What you have to do: Return, copied in full, every line from the records below that contains the word "poodle".
★ ★ ★ ★ ★ ★ ★
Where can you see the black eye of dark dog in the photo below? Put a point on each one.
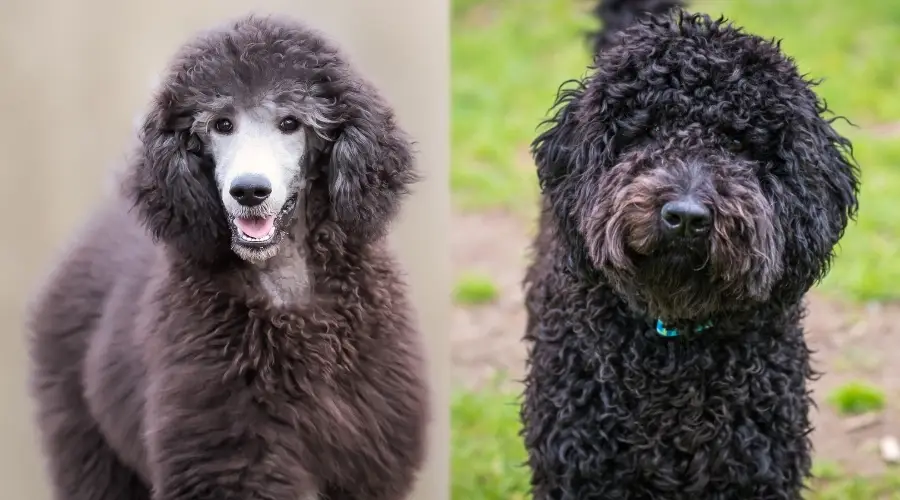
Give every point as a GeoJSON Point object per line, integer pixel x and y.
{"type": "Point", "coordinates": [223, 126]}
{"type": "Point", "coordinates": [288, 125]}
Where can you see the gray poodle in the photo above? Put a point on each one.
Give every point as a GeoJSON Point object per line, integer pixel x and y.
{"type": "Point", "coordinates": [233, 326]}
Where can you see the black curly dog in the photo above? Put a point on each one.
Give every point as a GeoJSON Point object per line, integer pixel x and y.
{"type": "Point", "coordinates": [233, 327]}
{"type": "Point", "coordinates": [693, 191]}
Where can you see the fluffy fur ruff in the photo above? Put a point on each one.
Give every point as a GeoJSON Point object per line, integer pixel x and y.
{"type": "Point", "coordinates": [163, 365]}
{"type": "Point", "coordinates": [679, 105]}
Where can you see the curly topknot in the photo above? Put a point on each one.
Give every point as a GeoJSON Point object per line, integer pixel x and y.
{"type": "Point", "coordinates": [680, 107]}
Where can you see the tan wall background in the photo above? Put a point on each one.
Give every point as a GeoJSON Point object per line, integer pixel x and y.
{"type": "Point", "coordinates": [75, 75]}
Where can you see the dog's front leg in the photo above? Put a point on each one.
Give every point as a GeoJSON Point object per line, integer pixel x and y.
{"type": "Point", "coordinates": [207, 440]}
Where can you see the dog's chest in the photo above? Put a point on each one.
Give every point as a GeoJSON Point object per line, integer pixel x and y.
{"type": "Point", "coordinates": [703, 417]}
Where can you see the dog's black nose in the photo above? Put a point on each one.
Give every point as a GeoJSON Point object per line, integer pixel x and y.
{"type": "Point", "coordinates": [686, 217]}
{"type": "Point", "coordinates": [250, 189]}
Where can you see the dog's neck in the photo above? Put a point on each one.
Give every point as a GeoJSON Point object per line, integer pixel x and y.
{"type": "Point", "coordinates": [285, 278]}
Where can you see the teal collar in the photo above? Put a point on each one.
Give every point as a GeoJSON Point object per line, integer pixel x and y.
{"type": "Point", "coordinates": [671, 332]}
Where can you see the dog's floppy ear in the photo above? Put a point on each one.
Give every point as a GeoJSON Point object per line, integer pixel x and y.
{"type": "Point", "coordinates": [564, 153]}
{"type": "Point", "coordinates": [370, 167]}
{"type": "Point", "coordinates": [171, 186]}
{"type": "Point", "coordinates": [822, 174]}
★ ★ ★ ★ ★ ★ ★
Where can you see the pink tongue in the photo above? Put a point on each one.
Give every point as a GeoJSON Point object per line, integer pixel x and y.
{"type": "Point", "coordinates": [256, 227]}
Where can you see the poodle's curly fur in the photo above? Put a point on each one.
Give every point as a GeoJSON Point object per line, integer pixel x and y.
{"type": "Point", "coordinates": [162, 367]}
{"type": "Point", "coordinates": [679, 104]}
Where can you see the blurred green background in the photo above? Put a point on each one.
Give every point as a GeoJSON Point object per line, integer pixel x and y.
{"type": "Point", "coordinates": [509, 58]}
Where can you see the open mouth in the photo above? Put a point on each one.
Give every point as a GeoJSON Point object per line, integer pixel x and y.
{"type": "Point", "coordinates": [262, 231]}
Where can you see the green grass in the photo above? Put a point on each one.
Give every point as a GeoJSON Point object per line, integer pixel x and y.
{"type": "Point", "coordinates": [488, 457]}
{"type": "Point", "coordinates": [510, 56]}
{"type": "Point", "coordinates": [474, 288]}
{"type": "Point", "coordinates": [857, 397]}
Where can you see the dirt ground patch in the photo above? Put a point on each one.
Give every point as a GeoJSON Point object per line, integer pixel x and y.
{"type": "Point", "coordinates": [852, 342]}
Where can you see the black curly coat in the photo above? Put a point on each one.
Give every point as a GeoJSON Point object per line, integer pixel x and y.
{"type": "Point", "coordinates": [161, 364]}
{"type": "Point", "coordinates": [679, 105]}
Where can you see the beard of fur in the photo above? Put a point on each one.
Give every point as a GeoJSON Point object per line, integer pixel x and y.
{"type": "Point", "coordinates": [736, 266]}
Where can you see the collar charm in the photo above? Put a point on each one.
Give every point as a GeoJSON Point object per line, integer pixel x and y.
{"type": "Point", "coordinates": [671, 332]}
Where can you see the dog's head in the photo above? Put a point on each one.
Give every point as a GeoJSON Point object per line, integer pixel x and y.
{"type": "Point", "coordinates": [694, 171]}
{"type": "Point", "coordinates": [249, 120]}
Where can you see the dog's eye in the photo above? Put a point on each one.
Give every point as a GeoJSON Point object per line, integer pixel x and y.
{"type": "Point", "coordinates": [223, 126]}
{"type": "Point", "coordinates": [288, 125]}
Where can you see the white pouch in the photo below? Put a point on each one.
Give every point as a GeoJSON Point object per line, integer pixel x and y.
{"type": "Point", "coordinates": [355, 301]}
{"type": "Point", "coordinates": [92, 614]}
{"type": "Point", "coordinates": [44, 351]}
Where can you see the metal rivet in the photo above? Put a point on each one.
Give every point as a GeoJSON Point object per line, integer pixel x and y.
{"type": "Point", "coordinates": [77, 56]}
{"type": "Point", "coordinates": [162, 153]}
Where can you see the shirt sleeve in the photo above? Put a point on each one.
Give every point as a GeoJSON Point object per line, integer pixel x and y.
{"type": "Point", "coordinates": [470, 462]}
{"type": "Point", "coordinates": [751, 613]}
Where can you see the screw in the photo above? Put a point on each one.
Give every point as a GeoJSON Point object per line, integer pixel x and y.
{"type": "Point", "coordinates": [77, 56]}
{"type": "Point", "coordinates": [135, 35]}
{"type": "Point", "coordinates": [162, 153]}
★ ★ ★ ★ ★ ★ ★
Final result:
Where can you see the gray poodle in the photo above? Put a point on each one.
Where can you see the poodle's curly fur in the photo above? Put a point on each one.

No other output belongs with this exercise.